Erdoğan AKP grubunda yaptığı konuşmanın uzunca bir bölümünü Haziran İsyanı’na ayırdı. Şaşırtıcı değil çünkü Erdoğan’ın korkulu rüyası bu politikleşmiş halk kesimleri ve onların daha büyük bir isyanı tetikleme ihtimalidir. Gezi’nin tekrarı olmayacak ama eskisinden daha sarsıcısı bu topraklarda mutlak yaşanacak
Gezi Davası beraatle sonuçlandı. Savcılığın, karara itiraz hakkının saklı tutulmasını talep etmiş olması ve Erdoğan’ın söyledikleri AKP’nin Gezi’yle hesabının kapanmadığını gösterse de beraat kararı Gezi’nin kir tutmayan yapısını bir kez daha hatırlattı. Müebbet hapis beklerken beraat almak herkesin içini şaşkın bir sevinç ve neden diye soran bir öfkeyle doldurdu. Gezi Davası siyasi bir dava ve karar da egemen siyasetteki dalgalanmalarla doğrudan bağlantılı. Saray rejiminin, ekonomide, dış politikada, temsili siyaset alanında, yargıda ve kontrgerilla yapısında çeşitli krizlerinin açığa çıktığı bir dönemde verilen bu kararı mahkeme heyetinin kararı olarak görmek saflık olur. En ufak olumlu kararda yeniden başlayan “AB ile yakınlaşma”, “demokratikleşme”, “yumuşama” yorumlarının ömrü de Kavala’ya gözaltı kararına kadar sürdü. Ertesi gün HSK, mahkeme heyeti hakkında soruşturma izni verdi. Ardından Kavala yeniden tutuklandı. İmamoğlu kararın yargıya güveni tazelediğini söylüyor. Bu yorumu iyimserlikle açıklamak mümkün değil. Yargıtay Başkanı’nın bile “yargı bu kadar tezat olabilir mi” diye eleştirdiği adalet mekanizmalarına kimsenin güveni kalmamışken, düzen içinde düzelme, yumuşama beklentilerine artık herkesin karnı tok. Özgürlük ve demokrasiden yana tutum alan herkesin haksız tutuklamaların, hükümlerin, soruşturmaların hesabını sorması gerekir.

§ Sağlanan veriler
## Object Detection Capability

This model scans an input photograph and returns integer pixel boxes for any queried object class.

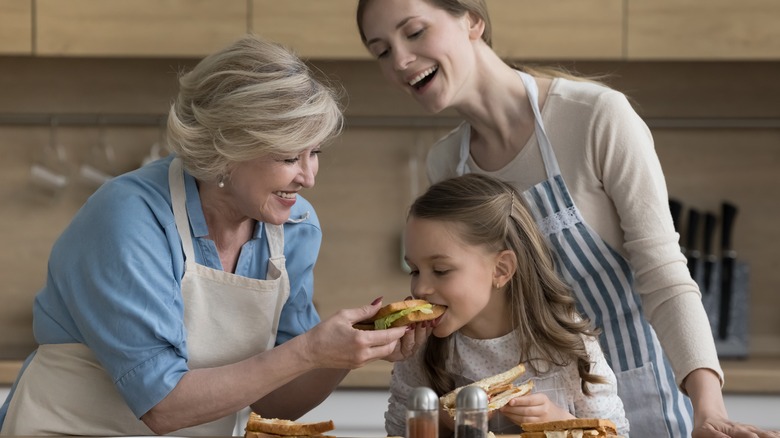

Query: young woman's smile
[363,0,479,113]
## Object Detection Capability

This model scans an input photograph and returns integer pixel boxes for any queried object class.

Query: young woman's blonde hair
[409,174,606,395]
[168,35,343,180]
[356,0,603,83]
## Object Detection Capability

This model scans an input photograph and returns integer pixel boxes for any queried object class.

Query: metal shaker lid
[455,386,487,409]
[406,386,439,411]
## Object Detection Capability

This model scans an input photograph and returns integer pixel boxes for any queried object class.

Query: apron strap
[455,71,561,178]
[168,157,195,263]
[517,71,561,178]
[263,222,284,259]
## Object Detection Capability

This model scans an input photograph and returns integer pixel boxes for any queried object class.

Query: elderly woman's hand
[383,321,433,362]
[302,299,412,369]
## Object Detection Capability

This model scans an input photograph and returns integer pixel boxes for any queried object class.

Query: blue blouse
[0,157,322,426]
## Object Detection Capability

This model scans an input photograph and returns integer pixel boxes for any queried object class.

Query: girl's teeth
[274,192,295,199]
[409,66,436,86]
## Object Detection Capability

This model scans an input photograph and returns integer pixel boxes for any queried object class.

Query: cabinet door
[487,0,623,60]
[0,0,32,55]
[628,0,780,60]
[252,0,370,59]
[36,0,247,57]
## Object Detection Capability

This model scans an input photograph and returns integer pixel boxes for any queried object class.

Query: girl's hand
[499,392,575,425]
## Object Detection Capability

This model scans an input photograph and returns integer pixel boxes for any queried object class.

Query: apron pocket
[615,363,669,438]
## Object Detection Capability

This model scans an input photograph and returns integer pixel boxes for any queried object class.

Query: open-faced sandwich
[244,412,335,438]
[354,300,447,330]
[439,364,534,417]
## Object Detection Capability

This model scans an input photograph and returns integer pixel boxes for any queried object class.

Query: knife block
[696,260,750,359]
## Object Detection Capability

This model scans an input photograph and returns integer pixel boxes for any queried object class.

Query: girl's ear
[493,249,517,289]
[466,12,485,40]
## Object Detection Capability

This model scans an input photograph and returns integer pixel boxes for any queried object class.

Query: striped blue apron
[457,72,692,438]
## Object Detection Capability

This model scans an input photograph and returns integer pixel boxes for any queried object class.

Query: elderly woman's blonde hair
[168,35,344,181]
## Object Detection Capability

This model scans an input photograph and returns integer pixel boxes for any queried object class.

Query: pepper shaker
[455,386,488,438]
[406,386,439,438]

§ Yapılacak iş
Gezi Davası'ndaki beraat kararını ele alan metni, son cümlesinden sonrasını yazarak sürdürür müsün? Bu alıştırmada verilere ihtiyaç yok.

§ Alıştırma sonucu
Erdoğan’ın meclis grubunda yaptığı konuşmada Gezi’yi 17-25 Aralık ve 15 Temmuz’a bağlamaya çalışması boşuna değil. FETÖ’nün siyasi ayağı tartışmalarına Gezi katılmasa şaşardık zaten. ABD’de yayınlanan Rand Raporu’nda bir cümle ile geçen darbe ihtimali birden ülkenin gündemi oldu. Ardından da FETÖ’nün siyasi ayağı tartışmaları başladı. İlker Başbuğ’un yaptığı hatırlatma ve Kılıçdaroğlu’nun FETÖ’nün siyasi ayağının Erdoğan olduğunu söylemesi eski defterleri yeniden açtı. Uzun süredir AKP’nin kan kaybettiği resmi istatistiklere de yansıyor. Henüz etki güçlerini bilmediğimiz iki yeni oluşum AKP’den koptu. Erdoğan bu koşullarda askeri vesayet ve Fethullah öcülerini hortlatarak toplumu yönetmeye çalışıyor. Ancak FETÖ’nün siyasi ayağı tartışmasının düşman yaratma taktiğinin ötesinde bir gerçeği işaret ettiğini de unutmamalı. FETÖ’nün siyasi ayağı AKP’nin kendisidir ve o dönem kazındıkça altından çıkacak olan Cemaat’le AKP’nin kurduğu ortaklık olacaktır. Bu gerçek bilindiği halde iktidar ortağı Bahçeli tarafından bile sık sık açılan siyasi ayak tartışması gerilimin kaynağının içerde olduğunu gösteriyor. Saray rejiminin dayandığı siyasi koalisyon içindeki çatışma sürekli farklı biçimlerde açığa çıkıyor. Bahçeli-Perinçek atışması bu gerilimin kamuoyuna yansımış küçük bir parçası sadece. Özellikle Suriye’de gelinen nokta ve Rusya’yla girilen gerilimli süreç AKP’nin bir arada tuttuğu güçler arasında farklılıkları görünür hale getiriyor.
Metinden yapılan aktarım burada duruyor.